**** Quoted passage ****

I would like to get the fastest solution to write data in a 2D numpy array using an array of indexes.
I have a large 2D boolean numpy array buffer
import numpy as np
n_rows = 100000
n_cols = 250
shape_buf = (n_rows, n_cols)
row_indexes = np.arange(n_rows,dtype=np.uint32)
w_idx = np.random.randint(n_cols, size=n_rows, dtype = np.uint32)
buffer = np.full(shape=shape_buf,
fill_value=0,
dtype=np.bool_,order="C")
I want to write data in the buffer using a list of indexes w_idx
data = np.random.randint(0,2, size=n_rows, dtype = np.bool_)
w_idx = np.random.randint(n_cols, size=n_rows, dtype = np.uint32)

**** Raw records ****

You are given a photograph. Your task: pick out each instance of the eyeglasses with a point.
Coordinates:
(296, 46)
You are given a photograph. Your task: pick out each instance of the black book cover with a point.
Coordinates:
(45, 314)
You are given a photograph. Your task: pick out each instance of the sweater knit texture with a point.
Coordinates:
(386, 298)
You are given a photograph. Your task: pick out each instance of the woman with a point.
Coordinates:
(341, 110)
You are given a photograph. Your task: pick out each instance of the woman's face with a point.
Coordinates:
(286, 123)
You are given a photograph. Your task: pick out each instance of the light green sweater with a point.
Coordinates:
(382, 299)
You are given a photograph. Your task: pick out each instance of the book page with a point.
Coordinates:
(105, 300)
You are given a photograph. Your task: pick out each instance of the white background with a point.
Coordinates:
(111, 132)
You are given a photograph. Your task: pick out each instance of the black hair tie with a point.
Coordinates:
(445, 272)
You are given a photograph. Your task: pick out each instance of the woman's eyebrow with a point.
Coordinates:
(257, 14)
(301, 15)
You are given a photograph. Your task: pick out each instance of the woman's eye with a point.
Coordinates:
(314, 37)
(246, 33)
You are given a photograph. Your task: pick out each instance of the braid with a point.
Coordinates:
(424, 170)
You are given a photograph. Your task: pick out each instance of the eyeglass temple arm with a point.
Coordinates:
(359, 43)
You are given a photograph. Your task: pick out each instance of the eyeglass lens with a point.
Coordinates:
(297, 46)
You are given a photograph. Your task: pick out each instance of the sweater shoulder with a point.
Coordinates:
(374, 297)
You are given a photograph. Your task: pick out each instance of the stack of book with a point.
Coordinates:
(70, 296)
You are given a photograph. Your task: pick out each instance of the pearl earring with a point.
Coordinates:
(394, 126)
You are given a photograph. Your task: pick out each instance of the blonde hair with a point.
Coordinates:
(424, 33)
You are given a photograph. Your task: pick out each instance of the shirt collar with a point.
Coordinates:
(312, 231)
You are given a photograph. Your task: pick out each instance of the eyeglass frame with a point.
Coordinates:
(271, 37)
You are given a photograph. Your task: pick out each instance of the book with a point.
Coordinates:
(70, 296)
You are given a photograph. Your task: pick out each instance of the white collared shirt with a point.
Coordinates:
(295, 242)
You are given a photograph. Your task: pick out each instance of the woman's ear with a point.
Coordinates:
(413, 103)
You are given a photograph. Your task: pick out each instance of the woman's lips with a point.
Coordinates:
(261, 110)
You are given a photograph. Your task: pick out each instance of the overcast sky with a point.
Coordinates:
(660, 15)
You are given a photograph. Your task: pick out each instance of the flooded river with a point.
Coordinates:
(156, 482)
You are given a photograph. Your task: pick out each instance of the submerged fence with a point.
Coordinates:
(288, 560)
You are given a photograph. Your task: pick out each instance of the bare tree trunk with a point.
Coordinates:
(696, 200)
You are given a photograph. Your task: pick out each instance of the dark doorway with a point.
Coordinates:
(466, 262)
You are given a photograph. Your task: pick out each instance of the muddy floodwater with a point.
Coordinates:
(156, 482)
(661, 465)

****

◆ Required tasks ◆
(1) Can you scale the records from the line containing "earring with a point." down through the end of the records, giving all those lines again with their requests included? Multiply every coordinate by 2.05 and round each to a whole number, with halves rounded up.
(2) Can you continue the question about writing into a 2D numpy array through an index array, starting from where it stops?

◆ Expected results ◆
(1)
You are given a photograph. Your task: pick out each instance of the pearl earring with a point.
Coordinates:
(808, 258)
You are given a photograph. Your task: pick out each instance of the blonde hair with a point.
Coordinates:
(869, 68)
You are given a photograph. Your task: pick out each instance of the shirt collar with a point.
Coordinates:
(640, 474)
You are given a photograph. Your task: pick out each instance of the eyeglass frame with a point.
Coordinates:
(556, 76)
You are given a photograph. Your task: pick out each instance of the book with a point.
Coordinates:
(144, 607)
You are given a photograph. Your task: pick out each instance of the white collared shirt with a point.
Coordinates:
(605, 496)
You are given a photograph. Your task: pick out each instance of the woman's ear with a point.
Coordinates:
(847, 211)
You are given a photograph. Your task: pick out each instance of the woman's lips with a point.
Coordinates:
(535, 226)
You are given a photograph. Your task: pick out each instance of the overcast sky with a point.
Coordinates:
(1353, 31)
You are given a photograph. Your task: pick out each instance of the flooded river with a point.
Coordinates:
(320, 988)
You are given a photograph. Your task: pick out each instance of the submerged fence with a point.
Coordinates:
(590, 1148)
You are given a photograph. Your task: pick out each instance of the bare tree trunk with a point.
Coordinates:
(1427, 410)
You are given a photograph. Your task: pick out each instance of the dark doorway with a point.
Coordinates:
(955, 537)
You are given a photograph. Your task: pick out each instance of the muddy floodwater with a point.
Coordinates:
(320, 988)
(1355, 953)

(2)
One solution is to use standard indexing :
%timeit buffer[row_indexes, w_idx] = data
2.07 ms ± 20.7 µs per loop (mean ± std. dev. of 7 runs, 100 loops each)
A faster solution is to flatten the indexes and to use np.put :
%timeit buffer.put(flat_row_indexes + w_idx, data, "wrap")
1.76 ms ± 18.9 µs per loop (mean ± std. dev. of 7 runs, 1,000 loops each)
However this last solution is still to slow for my application. Is it possible to be faster ? Maybe by using another library, say Numba ?